---------- PROVIDED TEXT ----------

Millennium Falcon is found!

No… that’s impossible

The Millennium Falcon is real, and what’s more it’s crashed at the bottom of the Baltic Sea. Researchers at the Swedish Ocean Explorer team discovered the circular object in July, says Peter Lindberg.

“At 87 meters down, between Sweden and Finland, they saw a large circle, about 60 feet in diameter. You see a lot of weird stuff in this job, but during my 18 years as a professional I have never seen anything like this. The shape is completely round – a circle,” he told reporters.

The spaceship, which is what it definitely is, seems also to have moved by 300 metres because there are tracks leading to it. Or that could all just be a load of Baltics.

Show us your Blackberry

Ah pretend-science; we do love you so. The latest revelation of the finest minds indicates that women are more likely to send nude photos or sexually explicit text messages than men.

----------

§ WRITTEN PROBLEM A: Which geographic places are named in the news roundup about the Millennium Falcon find?
§ WRITTEN PROBLEM B: Continue the news roundup about the Millennium Falcon find and pretend-science, picking up after its final sentence.

---------- STORED ROWS ----------

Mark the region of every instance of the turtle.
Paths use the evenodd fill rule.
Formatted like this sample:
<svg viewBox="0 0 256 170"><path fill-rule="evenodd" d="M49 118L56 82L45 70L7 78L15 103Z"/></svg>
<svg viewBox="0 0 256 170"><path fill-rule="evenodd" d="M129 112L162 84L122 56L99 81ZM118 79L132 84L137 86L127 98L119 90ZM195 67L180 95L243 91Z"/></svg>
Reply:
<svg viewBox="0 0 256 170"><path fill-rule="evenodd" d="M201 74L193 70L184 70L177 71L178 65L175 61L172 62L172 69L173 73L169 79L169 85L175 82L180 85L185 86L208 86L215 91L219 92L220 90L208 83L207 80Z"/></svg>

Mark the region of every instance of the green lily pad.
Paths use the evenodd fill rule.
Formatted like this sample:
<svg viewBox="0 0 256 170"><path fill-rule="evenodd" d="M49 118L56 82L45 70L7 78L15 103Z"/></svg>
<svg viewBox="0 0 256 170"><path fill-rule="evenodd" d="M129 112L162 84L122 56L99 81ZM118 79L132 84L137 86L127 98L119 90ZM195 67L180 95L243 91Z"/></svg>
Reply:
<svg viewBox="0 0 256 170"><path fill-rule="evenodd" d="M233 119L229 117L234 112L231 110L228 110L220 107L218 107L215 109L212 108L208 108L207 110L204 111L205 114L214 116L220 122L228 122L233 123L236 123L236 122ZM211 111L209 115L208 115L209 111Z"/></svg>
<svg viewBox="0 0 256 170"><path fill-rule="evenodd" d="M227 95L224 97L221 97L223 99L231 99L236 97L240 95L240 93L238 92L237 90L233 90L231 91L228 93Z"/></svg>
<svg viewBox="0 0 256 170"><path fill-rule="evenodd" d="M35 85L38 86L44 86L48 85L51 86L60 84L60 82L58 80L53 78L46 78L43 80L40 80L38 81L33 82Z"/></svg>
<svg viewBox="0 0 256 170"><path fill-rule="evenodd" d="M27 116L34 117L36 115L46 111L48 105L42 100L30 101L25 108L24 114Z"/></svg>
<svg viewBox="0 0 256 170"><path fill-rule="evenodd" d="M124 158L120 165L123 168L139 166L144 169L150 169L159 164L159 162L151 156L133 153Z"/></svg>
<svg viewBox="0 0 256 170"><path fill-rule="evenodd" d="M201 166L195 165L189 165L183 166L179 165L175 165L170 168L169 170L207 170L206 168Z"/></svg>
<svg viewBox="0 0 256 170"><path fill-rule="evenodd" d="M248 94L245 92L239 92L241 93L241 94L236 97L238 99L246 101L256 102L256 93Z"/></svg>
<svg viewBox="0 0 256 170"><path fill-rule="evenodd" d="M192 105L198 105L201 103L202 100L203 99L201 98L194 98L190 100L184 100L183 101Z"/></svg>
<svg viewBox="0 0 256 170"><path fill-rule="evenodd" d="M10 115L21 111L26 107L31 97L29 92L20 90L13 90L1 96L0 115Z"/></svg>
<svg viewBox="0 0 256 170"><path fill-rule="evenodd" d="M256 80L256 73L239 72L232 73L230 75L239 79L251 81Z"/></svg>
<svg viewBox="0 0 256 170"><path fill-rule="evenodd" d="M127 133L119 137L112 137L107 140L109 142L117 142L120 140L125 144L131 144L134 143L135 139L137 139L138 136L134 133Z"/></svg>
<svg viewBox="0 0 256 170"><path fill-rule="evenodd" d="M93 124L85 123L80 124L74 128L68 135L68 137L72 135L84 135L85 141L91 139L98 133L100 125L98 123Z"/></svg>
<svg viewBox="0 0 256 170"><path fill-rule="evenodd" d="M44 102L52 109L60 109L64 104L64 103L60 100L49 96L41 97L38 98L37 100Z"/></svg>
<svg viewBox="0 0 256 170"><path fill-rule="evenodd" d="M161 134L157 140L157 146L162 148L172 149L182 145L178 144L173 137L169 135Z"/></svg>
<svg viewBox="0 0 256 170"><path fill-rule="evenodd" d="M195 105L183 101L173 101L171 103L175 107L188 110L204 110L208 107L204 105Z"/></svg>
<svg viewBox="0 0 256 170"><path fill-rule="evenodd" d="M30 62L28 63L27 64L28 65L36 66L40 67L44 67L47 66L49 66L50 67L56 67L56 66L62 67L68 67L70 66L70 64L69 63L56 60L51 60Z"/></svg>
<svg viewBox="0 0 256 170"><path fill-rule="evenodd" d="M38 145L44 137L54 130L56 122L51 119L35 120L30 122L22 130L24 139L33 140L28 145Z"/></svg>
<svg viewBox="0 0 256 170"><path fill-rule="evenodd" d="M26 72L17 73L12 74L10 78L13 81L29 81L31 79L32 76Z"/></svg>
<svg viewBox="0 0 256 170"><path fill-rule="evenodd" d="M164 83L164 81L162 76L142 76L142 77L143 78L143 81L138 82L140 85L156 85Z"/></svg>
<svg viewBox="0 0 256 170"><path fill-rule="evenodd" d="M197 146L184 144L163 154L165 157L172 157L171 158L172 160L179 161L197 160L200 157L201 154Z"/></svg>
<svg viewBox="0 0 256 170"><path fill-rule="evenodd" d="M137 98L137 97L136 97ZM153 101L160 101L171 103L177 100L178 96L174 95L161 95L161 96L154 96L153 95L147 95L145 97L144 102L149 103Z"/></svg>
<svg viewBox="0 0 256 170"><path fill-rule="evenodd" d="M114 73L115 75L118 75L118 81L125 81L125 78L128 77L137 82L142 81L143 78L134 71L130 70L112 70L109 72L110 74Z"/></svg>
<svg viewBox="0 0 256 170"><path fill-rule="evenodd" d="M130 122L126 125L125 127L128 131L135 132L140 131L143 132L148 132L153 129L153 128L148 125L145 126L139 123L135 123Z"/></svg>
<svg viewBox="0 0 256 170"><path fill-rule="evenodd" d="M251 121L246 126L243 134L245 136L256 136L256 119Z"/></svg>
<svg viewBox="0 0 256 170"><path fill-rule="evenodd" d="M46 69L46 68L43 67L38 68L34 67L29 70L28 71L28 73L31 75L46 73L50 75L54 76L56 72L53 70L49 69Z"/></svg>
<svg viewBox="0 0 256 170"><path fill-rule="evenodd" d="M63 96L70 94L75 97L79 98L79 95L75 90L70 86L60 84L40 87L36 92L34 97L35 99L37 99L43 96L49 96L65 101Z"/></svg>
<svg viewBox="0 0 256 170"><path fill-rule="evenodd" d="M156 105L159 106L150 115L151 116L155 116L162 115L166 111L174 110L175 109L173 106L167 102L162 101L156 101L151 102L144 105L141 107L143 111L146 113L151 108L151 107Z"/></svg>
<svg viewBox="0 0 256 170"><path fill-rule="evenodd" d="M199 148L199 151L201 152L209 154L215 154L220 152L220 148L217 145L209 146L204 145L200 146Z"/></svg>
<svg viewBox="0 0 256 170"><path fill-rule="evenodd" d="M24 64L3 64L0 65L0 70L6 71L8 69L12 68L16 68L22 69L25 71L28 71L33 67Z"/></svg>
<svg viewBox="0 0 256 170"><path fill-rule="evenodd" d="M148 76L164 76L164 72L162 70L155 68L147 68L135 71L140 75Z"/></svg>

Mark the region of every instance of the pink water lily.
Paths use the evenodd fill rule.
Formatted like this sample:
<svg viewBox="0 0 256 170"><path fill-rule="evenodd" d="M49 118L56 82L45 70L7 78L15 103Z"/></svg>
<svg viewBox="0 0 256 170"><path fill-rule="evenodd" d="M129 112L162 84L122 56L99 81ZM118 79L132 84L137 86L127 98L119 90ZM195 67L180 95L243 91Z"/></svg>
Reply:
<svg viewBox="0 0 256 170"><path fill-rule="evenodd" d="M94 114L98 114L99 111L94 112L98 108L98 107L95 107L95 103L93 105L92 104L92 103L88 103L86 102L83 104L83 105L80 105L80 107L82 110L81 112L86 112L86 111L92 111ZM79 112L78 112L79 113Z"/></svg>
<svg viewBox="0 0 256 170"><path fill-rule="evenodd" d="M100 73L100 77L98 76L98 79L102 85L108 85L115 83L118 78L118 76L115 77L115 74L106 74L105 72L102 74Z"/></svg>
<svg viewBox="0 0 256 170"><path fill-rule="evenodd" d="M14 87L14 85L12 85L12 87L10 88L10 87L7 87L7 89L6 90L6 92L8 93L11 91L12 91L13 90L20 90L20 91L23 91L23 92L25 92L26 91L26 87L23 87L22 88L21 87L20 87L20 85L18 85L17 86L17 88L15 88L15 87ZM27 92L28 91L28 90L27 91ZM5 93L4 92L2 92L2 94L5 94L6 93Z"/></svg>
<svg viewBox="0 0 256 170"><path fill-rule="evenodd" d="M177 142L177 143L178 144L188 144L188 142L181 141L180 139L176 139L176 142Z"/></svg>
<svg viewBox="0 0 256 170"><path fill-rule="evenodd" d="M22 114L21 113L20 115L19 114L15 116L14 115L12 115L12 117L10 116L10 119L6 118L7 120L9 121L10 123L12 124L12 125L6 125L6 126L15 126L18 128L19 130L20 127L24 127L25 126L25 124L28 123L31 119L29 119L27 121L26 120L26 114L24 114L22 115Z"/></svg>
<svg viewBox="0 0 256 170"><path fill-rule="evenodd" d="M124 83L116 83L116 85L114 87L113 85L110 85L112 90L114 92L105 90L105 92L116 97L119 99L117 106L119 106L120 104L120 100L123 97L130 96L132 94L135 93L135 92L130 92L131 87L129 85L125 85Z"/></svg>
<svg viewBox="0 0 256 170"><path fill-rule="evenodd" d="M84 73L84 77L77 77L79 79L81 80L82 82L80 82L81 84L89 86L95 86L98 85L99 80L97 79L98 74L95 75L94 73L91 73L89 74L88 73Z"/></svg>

----------

§ FINAL RESULT A: Baltic Sea, Sweden, Finland

§ FINAL RESULT B:
However, some doubt as to the robustness of the research must be cast as the results were taken from a survey on the website AshleyMadison.com – whose tagline is ‘Life is short. Have an affair.’ Still, Weekender gives some kind of kudos for the scientists who got away with doing this while everyone thought they were actually at work. Another sexy study was undertaken by heavy-duty philosophers Relationships Australia and came up with the astounding conclusion that the richer you are, the more likely you are to have sex. Next week, they hope to prove that there are more than 12 individual grains of sand on Seven Mile Beach. And not to be outdone, the legendary physicists at Doritos conducted a survey which said that 84 per cent of women who responded would prefer to play with their Playstations than have sex. Insert your own joystick joke here. Or don’t, I don’t care, my car’s broken again.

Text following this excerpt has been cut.